_THINGS TO DO_:
**1)** In the forum thread on reversing accidents, what reason did the reversing driver's insurer give for settling in the other driver's favor in the hotel parking lot collision?
**2)** Reproduce the stretch of the forum thread on reversing accidents from "Despite myself and" through "went no further.".
───── DOCUMENT EXTRACT ─────
Insurers automatically deciding liability attaches to OP just because they were reversing is typically lazy.
The other driver is not entitled to drive without due regard for what is in front of them either and there may well be contributory negligence to argue.


----------



## Leo (22 Nov 2017)

DirectDevil said:


> The other driver is not entitled to drive without due regard for what is in front of them either and there may well be contributory negligence to argue.



That's true if the OP gets to argue their case. I once witnessed an accident where a car was reversing out of a parking space at a hotel. I had just parked and was walking towards the hotel and stopped to allow the car complete their maneuver. Another car turned into the row, about 15m away from the space this driver was reversing out of. The reversing driver saw them approach and stopped, the driver of the other car was clearly reading a map held on the steering wheel and was not looking where they were going, they subsequently hit the stopped car. 

Despite myself and two others being prepared to act as witnesses and the driver of the other car admitting at the scene that they hadn't been paying attention, the insurance company of the driver who had been reversing out of the space told them they were settling in favour of the other driver, as that was their standard practice for such events and an agreement they had with other insurers. The driver never contacted me after that, so I assume it went no further.


----------



## tommygirl (22 Nov 2017)

Last year husband reversing out of parking space and at same time someone started reversing into space beside him. Advice received from Gardaí (although not there at the time) was that it was unclear who should pay. When other person started complaining of headaches we decided best to put it through insurance! Long story short my husbands insurer paid out because he was the person reversing out onto the 'road' - in a petrol station. I would have thought both equally at fault.


----------
───── ITEMS ─────
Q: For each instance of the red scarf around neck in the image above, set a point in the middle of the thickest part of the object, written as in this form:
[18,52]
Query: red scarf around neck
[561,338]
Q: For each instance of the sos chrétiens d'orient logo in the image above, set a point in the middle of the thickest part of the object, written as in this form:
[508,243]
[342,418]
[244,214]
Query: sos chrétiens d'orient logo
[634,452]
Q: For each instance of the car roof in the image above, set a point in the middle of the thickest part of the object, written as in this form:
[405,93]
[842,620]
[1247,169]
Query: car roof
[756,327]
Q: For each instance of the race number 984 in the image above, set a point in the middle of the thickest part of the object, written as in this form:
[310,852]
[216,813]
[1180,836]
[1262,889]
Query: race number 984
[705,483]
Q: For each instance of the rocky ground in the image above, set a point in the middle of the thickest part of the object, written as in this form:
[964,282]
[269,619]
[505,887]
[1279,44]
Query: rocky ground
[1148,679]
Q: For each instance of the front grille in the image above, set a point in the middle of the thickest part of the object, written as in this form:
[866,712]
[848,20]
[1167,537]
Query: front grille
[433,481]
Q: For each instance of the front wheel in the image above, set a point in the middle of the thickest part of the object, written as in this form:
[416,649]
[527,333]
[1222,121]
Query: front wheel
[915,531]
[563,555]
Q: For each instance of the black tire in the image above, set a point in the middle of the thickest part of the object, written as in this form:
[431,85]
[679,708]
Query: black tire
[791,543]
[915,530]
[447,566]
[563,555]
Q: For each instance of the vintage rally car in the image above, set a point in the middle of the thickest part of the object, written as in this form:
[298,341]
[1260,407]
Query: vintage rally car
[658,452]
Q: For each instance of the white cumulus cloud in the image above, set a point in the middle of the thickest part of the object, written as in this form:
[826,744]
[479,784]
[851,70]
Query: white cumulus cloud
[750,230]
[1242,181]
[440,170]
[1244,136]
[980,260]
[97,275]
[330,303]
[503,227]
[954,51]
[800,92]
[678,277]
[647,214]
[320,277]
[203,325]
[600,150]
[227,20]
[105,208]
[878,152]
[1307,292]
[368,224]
─────
_RESULTS FOR THE EXERCISE_:
**1)** It said settling that way was its standard practice for such events and part of an agreement it had with other insurers.

**2)**
Despite myself and two others being prepared to act as witnesses and the driver of the other car admitting at the scene that they hadn't been paying attention, the insurance company of the driver who had been reversing out of the space told them they were settling in favour of the other driver, as that was their standard practice for such events and an agreement they had with other insurers. The driver never contacted me after that, so I assume it went no further.